------ Reading passage

Provable security is a fundamental concept of modern cryptography (see, e.g., Katz and Lindell; Introduction to Modern Cryptography, Chapter 1, 2007). In order to argue about security, we first require a precise and rigorous definition of what security means (e.g., a definition of secure encryption). Such a security definition, in particular, contains a description of the capabilities of an adversary, i.e., a model of the adversary which tries to come as close to reality as possible. Given a security model, the provable security approach is to provide a mathematical proof that a given construction achieves the desired level of security. In other words, we prove that no (efficient) adversary can break the security with good probability given that it behaves as defined within the security model. Typically, proofs reduce the security of a construction to an unproven cryptographic hardness-assumption---we show that the existence of an adversary violates an assumption---which, preferably, is as simple as possible. Furthermore, any assumption needs to be stated precisely. Examples of cryptographic hardness assumptions can be complexity-theoretic assumptions, such as, P vs. NP, the assumed existence of objects, such as, one-way functions, or long standing open problems from number theory, such as, factoring large integers or computing the discrete log in certain groups.
A widely used technique for the construction of cryptographic schemes is the so-called random oracle methodology, introduced in 1993 by Bellare and Rogaway (CCS, 1993). As before, we start with a precise model of security which is extended to include a uniformly random function which may be evaluated by any party (including the construction and adversary). As a random function has a huge, if not infinite description, parties cannot be given its code but, instead, are provided with black-box access to an oracle which evaluates the function for them. This oracle is called the random oracle. Then, as before, a mathematical proof is given that a construction is secure as per definition relative to the random oracle. Finally, to implement the scheme in practice, the random oracle is replaced by a cryptographic hash function (such as SHA-3).
No mathematical model can fully capture reality and, thus, cast in the framework of provable security, we may consider a random oracle security model as being somewhat further away from reality than a standard security model: in addition to the abstractions of the standard security model it is assumed that adversaries do not make any use of the code of a hash function; it is assumed that they do not even evaluate the hash function on their own but use an external device for the evaluation (i.e., black-box access). Now, if we trust schemes that are designed according to the provable security approach, should we then also trust schemes devised via the random oracle methodology?
This question has lead to a huge debate within the cryptographic community and has been discussed for more than two decades. The discussion is fueled by results showing that the extension of security models to include a random oracle may produce provably secure schemes that cannot be securely implemented. In 1998, Canetti, Goldreich, and Halevi (STOC, 1998) showed that schemes exist that are inherently insecure but which should be secure according to the random oracle methodology. In more detail, they present a public-key encryption scheme which an adversary can trivially attack when given the code of the hash function that was used to replace the random oracle. Note that this differs from, e.g., side-channel attacks: while here also the attack is successful because it is outside the model, implementations can, potentially, protect against these attacks and, thus, secure implementations may exist. With the scheme presented by Canetti et al., on the other hand, there is, provably, no secure implementation although the scheme is secure in the random oracle model.

------------
------ Dataset records

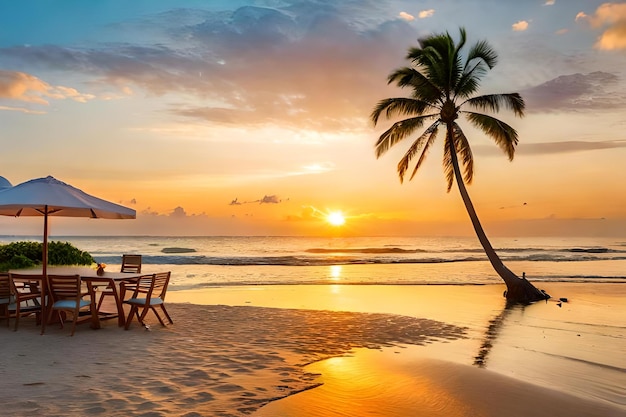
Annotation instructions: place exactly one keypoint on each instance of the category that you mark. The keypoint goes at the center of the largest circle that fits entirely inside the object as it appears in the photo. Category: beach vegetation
(25, 254)
(444, 79)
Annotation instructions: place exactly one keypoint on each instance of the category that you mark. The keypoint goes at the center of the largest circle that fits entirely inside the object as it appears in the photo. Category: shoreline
(250, 350)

------------

Objective
Output the passage on the random oracle methodology, starting with "A widely used" and going on through "(such as SHA-3).". You can set the items aside; none of them are used.

Response below
A widely used technique for the construction of cryptographic schemes is the so-called random oracle methodology, introduced in 1993 by Bellare and Rogaway (CCS, 1993). As before, we start with a precise model of security which is extended to include a uniformly random function which may be evaluated by any party (including the construction and adversary). As a random function has a huge, if not infinite description, parties cannot be given its code but, instead, are provided with black-box access to an oracle which evaluates the function for them. This oracle is called the random oracle. Then, as before, a mathematical proof is given that a construction is secure as per definition relative to the random oracle. Finally, to implement the scheme in practice, the random oracle is replaced by a cryptographic hash function (such as SHA-3).